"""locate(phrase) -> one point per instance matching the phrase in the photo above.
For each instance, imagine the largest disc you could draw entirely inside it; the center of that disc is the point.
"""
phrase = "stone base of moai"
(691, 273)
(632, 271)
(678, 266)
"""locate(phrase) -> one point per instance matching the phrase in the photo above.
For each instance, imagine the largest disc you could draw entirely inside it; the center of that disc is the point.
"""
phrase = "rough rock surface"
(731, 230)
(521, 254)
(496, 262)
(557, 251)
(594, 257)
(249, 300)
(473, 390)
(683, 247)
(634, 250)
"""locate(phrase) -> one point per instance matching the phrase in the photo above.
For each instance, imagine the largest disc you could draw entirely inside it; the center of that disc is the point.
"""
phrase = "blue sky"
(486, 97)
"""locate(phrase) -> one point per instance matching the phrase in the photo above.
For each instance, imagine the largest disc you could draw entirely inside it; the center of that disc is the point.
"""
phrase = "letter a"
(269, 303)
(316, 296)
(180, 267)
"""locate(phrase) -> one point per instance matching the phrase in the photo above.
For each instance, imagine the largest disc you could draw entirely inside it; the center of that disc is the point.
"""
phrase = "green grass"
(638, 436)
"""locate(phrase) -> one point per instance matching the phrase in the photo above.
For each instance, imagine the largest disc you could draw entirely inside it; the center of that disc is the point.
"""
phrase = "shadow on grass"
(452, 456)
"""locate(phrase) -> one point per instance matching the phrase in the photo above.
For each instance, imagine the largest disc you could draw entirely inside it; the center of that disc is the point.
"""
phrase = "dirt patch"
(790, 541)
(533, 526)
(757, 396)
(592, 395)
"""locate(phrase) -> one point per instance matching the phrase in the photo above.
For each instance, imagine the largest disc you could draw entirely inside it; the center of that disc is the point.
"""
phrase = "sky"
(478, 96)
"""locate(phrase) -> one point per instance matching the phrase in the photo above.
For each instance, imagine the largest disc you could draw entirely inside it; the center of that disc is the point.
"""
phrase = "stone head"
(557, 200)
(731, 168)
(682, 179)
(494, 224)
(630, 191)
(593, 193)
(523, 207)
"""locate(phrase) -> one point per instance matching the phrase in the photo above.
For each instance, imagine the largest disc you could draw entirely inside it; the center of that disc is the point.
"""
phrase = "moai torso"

BRIEF :: Restate every record exactly, leaving nothing out.

RESULT OF THE TASK ::
"""locate(phrase) -> one point per instance matching the phrase in the photo above.
For each instance, imagine the largest disc you could draw entirely inside it; the center of that disc is the point.
"""
phrase = "stone base of moai"
(691, 273)
(632, 271)
(678, 266)
"""locate(phrase) -> one point per instance matching the phrase in the photo above.
For each instance, imagine the largest disc you could draw entirely inside it; the center of that disc is the point.
"""
phrase = "rough rock surface"
(731, 230)
(521, 254)
(496, 262)
(557, 251)
(594, 257)
(249, 300)
(473, 390)
(683, 247)
(634, 250)
"""locate(phrase) -> one point per instance matching the phrase in the photo above.
For each instance, imagine the largest disc you could draw entirely inside it; the center of that disc is the point.
"""
phrase = "blue sky"
(486, 97)
"""locate(phrase) -> one point per instance matching the phrase in the photo above.
For each instance, imagine the largest disc you could draw entirely inside it; the center of that disc is the point.
"""
phrase = "letter a"
(269, 303)
(316, 296)
(180, 267)
"""locate(phrase) -> one point per instance matching the phrase in the photo above.
For each instance, imagine the largest disc you could draw entirely inside it; the center of that disc is the point.
"""
phrase = "green grass"
(638, 436)
"""locate(phrase) -> one point per instance matching the phrase in the photo above.
For each instance, imagine the largest disc you could draw entirely inside it; the center of that disc is the point.
"""
phrase = "shadow on grass"
(452, 456)
"""locate(phrase) -> one point per instance matching the phrase in the photo above.
For each instance, imagine the largest disc you could draw entirely inside it; the center of that disc is the point.
"""
phrase = "dirt patch"
(790, 541)
(533, 526)
(757, 396)
(592, 395)
"""locate(phrase) -> one point per instance matching the phrase in the photo above.
For each instance, imagine the largest disc you could draw entirely inside it; the center of that disc is the point.
"""
phrase = "sky"
(478, 96)
"""locate(phrase) -> one point per instance matching the phrase in the photo above.
For each instance, imagine the largest disc you could draw entirely inside it; the center of that disc is the point.
"""
phrase = "stone head"
(557, 200)
(731, 168)
(682, 179)
(494, 224)
(630, 191)
(593, 193)
(523, 207)
"""locate(phrase) -> one point per instance matching the phrase in the photo above.
For each instance, imagine the largest disc you could draw entirely inside it; the center of that disc is the point.
"""
phrase = "moai torso"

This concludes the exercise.